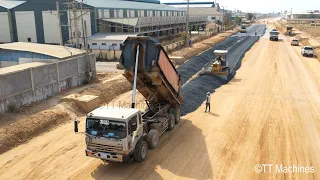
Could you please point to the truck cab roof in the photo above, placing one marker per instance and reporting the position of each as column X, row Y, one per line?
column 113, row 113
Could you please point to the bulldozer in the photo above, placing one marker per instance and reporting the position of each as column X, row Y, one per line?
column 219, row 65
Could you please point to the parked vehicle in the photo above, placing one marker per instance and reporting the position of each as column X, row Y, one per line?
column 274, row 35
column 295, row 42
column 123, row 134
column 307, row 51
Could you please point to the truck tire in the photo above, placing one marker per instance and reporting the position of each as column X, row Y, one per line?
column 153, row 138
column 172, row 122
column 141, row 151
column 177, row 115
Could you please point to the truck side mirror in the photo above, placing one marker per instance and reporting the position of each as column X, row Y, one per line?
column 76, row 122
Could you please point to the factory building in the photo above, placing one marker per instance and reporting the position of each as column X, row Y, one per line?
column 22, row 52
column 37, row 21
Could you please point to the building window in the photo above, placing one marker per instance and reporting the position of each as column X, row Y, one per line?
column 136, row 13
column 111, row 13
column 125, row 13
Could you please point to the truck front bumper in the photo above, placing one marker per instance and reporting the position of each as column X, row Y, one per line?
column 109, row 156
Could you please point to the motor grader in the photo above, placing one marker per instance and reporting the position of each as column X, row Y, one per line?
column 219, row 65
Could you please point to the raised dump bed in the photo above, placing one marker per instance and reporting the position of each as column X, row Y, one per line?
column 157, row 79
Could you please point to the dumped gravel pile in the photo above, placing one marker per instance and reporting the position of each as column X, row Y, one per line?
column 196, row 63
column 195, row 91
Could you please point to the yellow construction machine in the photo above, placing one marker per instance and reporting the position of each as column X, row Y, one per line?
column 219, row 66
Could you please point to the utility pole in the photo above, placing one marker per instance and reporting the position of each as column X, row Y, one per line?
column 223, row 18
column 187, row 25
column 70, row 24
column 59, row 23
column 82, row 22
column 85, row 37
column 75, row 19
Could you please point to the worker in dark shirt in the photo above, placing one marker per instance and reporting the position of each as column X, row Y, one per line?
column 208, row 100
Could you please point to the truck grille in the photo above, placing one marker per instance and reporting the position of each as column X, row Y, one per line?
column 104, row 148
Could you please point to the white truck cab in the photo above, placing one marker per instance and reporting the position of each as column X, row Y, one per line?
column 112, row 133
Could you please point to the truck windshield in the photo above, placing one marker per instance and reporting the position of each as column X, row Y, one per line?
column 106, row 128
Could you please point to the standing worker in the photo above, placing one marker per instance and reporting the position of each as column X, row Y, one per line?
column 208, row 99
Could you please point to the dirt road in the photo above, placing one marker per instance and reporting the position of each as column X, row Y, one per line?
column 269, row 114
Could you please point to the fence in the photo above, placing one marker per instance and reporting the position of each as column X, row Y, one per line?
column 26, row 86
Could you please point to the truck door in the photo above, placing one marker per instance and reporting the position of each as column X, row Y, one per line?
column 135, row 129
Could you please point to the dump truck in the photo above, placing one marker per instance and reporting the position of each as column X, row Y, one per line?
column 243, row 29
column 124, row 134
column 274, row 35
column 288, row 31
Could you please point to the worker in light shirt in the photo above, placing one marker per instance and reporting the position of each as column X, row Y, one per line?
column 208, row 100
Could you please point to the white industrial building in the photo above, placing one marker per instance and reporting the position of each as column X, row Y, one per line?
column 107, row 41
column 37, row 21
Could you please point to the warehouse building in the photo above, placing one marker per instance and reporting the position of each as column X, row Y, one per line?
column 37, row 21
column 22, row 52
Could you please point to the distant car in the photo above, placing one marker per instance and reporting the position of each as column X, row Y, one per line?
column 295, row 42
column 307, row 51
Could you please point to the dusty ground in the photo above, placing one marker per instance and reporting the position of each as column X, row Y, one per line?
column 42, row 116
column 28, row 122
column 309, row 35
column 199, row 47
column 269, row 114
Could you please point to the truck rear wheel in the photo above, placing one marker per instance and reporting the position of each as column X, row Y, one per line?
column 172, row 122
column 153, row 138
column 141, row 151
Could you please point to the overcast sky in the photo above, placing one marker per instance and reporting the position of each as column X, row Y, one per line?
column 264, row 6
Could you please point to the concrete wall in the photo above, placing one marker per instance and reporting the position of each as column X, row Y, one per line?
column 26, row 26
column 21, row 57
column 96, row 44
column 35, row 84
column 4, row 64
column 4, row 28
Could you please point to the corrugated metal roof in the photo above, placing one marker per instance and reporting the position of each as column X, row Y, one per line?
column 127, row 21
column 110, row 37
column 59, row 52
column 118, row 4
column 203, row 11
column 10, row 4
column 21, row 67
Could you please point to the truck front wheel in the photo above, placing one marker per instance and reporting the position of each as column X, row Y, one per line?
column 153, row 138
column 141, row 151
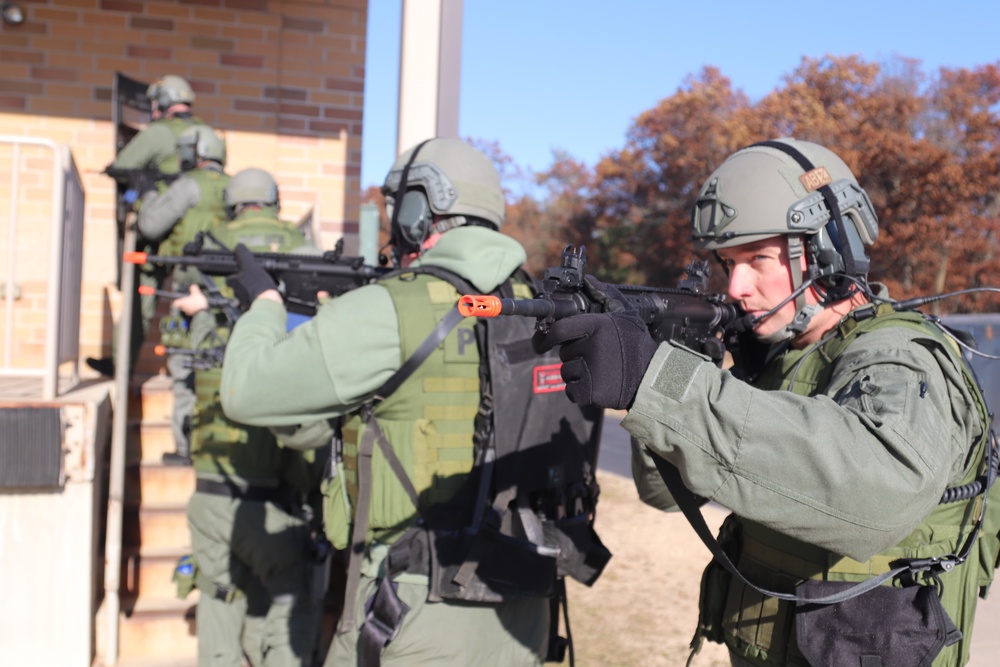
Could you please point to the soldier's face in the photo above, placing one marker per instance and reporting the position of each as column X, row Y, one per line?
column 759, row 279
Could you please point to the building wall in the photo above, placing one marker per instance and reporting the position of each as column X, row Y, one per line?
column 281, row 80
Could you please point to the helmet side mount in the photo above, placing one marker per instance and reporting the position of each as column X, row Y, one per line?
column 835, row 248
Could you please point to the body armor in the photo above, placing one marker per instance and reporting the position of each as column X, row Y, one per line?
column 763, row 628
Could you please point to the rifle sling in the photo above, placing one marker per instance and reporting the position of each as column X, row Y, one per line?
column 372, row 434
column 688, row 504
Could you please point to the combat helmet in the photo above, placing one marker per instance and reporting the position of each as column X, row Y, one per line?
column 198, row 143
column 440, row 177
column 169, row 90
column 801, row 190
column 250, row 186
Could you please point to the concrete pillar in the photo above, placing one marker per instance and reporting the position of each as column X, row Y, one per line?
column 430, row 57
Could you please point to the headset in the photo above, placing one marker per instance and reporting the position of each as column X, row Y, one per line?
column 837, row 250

++++++++++

**TRY IT**: All of the entries above must be reproduced exactly, and no image may be included.

**EXERCISE OUTPUT**:
Could you please point to the truck cab roof in the photo above, placing one marker per instance and reporting the position of each as column X, row Y, one per line?
column 113, row 113
Could you please point to the bulldozer in the photo above, placing one marker per instance and reporting the position of each as column X, row Y, one per line?
column 219, row 65
Could you please point to the parked vehicle in the photo above, placing one marker per instance and reporting the position of each as column X, row Y, one per line?
column 274, row 35
column 295, row 42
column 123, row 134
column 307, row 51
Could you please point to the truck tire in the photo above, placing one marker per instance and reporting the position of each as column X, row Y, one per line?
column 153, row 138
column 172, row 122
column 141, row 151
column 177, row 115
Could you please point to the truck side mirror in the photo above, placing one marker per instance and reporting the position of each as column X, row Y, one per line?
column 76, row 122
Could you please point to the factory building in the photo above, placing one marker per instance and reporting the position of each as column X, row Y, one per line?
column 22, row 52
column 37, row 21
Could you please point to the building window in the photo above, placing one marker per instance and reporting the position of each as column X, row Y, one per line?
column 136, row 13
column 111, row 13
column 125, row 13
Could you please point to the truck front bumper in the photo above, placing one marker per instance and reporting the position of each as column X, row Y, one per line?
column 109, row 156
Could you please point to the motor grader in the photo above, placing one marker per instance and reporting the position of each as column X, row Y, one per line?
column 219, row 65
Could you please point to the raised dump bed in the photo above, placing one marker per instance and reporting the position of each as column X, row Y, one per line?
column 157, row 79
Could you please point to the dumped gravel pile in the photo above, placing one marker per instance and reporting the position of each as column X, row Y, one per line?
column 196, row 63
column 195, row 91
Could you please point to the yellow construction machine in the photo above, placing one marker per instance and reporting the position of each as column X, row Y, one per line?
column 219, row 66
Could you please point to the utility pole in the photo above, placing one marker per instance and reporting the position of each as column X, row Y, one per line?
column 223, row 18
column 187, row 25
column 70, row 24
column 59, row 23
column 82, row 22
column 85, row 37
column 75, row 19
Could you please point to the worker in dark shirt in the photo above, placing one marker per instance and reporting the position of each as column X, row Y, one per line?
column 208, row 100
Could you please point to the truck grille in the photo above, placing one marker per instance and reporting the position of each as column X, row Y, one per line?
column 104, row 148
Could you please point to the white truck cab in the photo above, placing one marker per instance and reporting the position of each as column X, row Y, one per line?
column 112, row 133
Could you please point to the truck windshield in the photo above, placing one marker per instance and reporting the position of each as column X, row Y, one per line?
column 106, row 128
Could you please point to the standing worker in the photo above, placing one marker per instance and reporting the position of each as column X, row Y, one per line?
column 208, row 99
Could you please point to the dirt road in the photo above, placing one marker per instance and reporting the position of each as column X, row Y, one per line?
column 269, row 114
Could you please point to the fence in the photo above, placing one marker per instance and reporting the position of each as column X, row Y, one per line?
column 26, row 86
Could you please point to the truck door in the photo above, placing one marker per instance and reporting the position of each as column X, row Y, one per line?
column 135, row 129
Could you please point to the dump truck in the photo above, placing one marker per instance and reporting the position of each as column X, row Y, one per line?
column 243, row 29
column 124, row 134
column 274, row 35
column 288, row 31
Could you please point to the worker in light shirt in the photo above, placing one marker per instance and reporting the position of each as column X, row Y, one per line?
column 208, row 100
Could you please point to the white industrial building in the photo above, placing one marker per instance and reporting the position of each as column X, row Y, one per line?
column 107, row 41
column 37, row 21
Could you please point to the warehouse building in the photo above, placing one marker per instance and reporting the position of each as column X, row Y, one per line?
column 37, row 21
column 22, row 52
Could you please point to the distant car in the photo above, placing one marker per instance and reporting the position of each as column X, row Y, one per line?
column 295, row 42
column 307, row 51
Could you please point to the dusty ground in the photo above, placing one marker per instance and reporting the position of each as column X, row Y, one per line?
column 42, row 116
column 28, row 122
column 309, row 35
column 199, row 47
column 269, row 114
Could you please point to the truck rear wheel in the photo above, placing one marker per instance and reporting the position of each as column X, row Y, one per line?
column 172, row 122
column 153, row 138
column 141, row 151
Could you please point to the overcast sky in the photo above, placing one marker per instance and reporting the position of each as column X, row Y, one per line?
column 264, row 6
Could you please point to the concrete wall in the photo above, placing one marker per instance and reporting the position of each as column X, row Y, one per line?
column 26, row 26
column 21, row 57
column 96, row 44
column 35, row 84
column 4, row 64
column 4, row 28
Could you please point to the corrugated metal roof in the photo above, placing one marker per instance and reporting the position of each as column X, row Y, one per line?
column 127, row 21
column 110, row 37
column 59, row 52
column 118, row 4
column 203, row 11
column 10, row 4
column 21, row 67
Could you please point to the truck front wheel in the photo above, placing one marker per instance and reporting the position of each as column X, row Y, one per line?
column 153, row 138
column 141, row 151
Could you please point to the soldier's face in the photo above, placing one marker per instance and reporting the position of each as column X, row Y, one per line?
column 759, row 279
Could you please point to the building wall in the photo above, placing one marker per instance and reporting the position of each as column X, row Y, one per line?
column 281, row 80
Could you please point to the helmet side mount in the photo above, placing one marker per instance and reporting the position of each as column X, row Y, one per line?
column 835, row 248
Could you please point to the body armor in the photo above, placing one marker per instance and reporting the position of each as column X, row Y, one per line?
column 763, row 628
Could you please point to the rifle sling in the photo above, placing one marker per instance and reporting the position of each as column X, row Y, one per line?
column 372, row 434
column 688, row 504
Could you please point to the combat helmet in the photo above, placing one marker per instance and reporting the position of each as column X, row Y, one per line?
column 198, row 143
column 440, row 177
column 169, row 90
column 801, row 190
column 250, row 186
Could you please point to the concrete pillar in the photo above, placing one marker per instance and reporting the position of each as column X, row Y, one per line?
column 430, row 57
Could you please point to the headset in the photo above, placing one marker per instance and reporting the position of each as column X, row Y, one per line?
column 837, row 250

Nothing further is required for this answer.